■ **THE REQUEST**
Exact reproduction of the data is required, with images excluded.

■ **RECORD EXCERPTS**
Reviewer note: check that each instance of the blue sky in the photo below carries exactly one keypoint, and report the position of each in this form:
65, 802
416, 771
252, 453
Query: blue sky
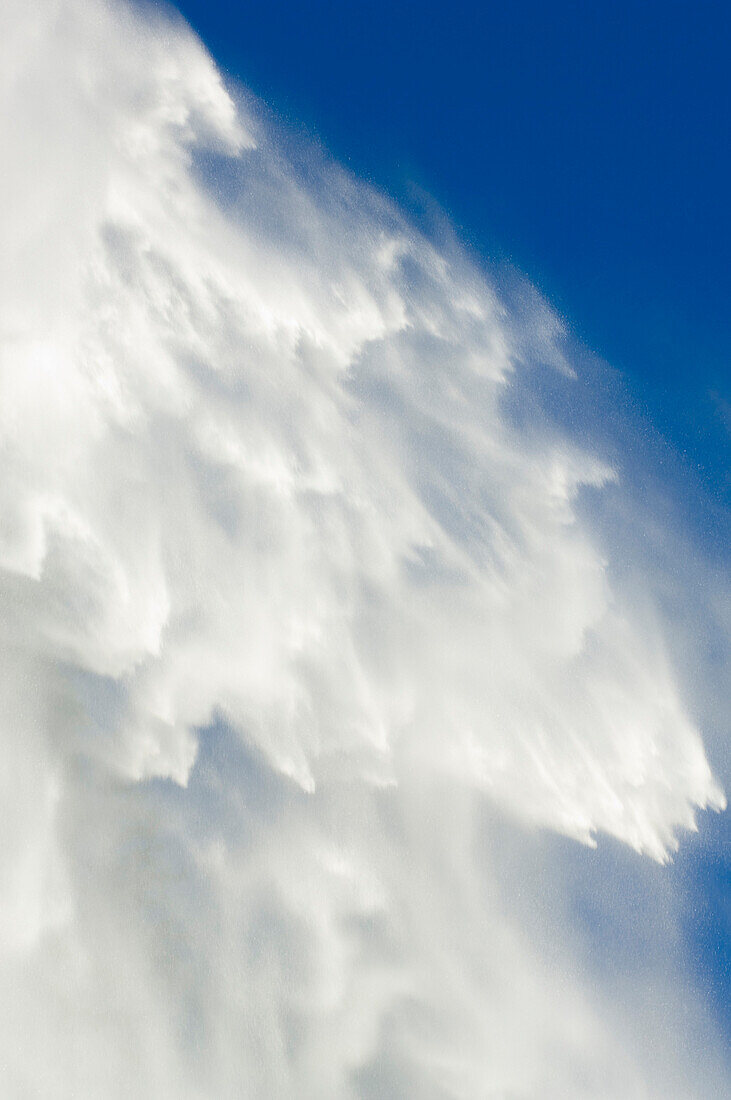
364, 633
585, 143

■ **EXERCISE ANSWER**
Reviewer note: check that each instance of the blue sky in the photo below carries exactly one keypoint, and report the position of each in this form:
65, 802
416, 771
252, 453
Query: blue sky
364, 633
585, 143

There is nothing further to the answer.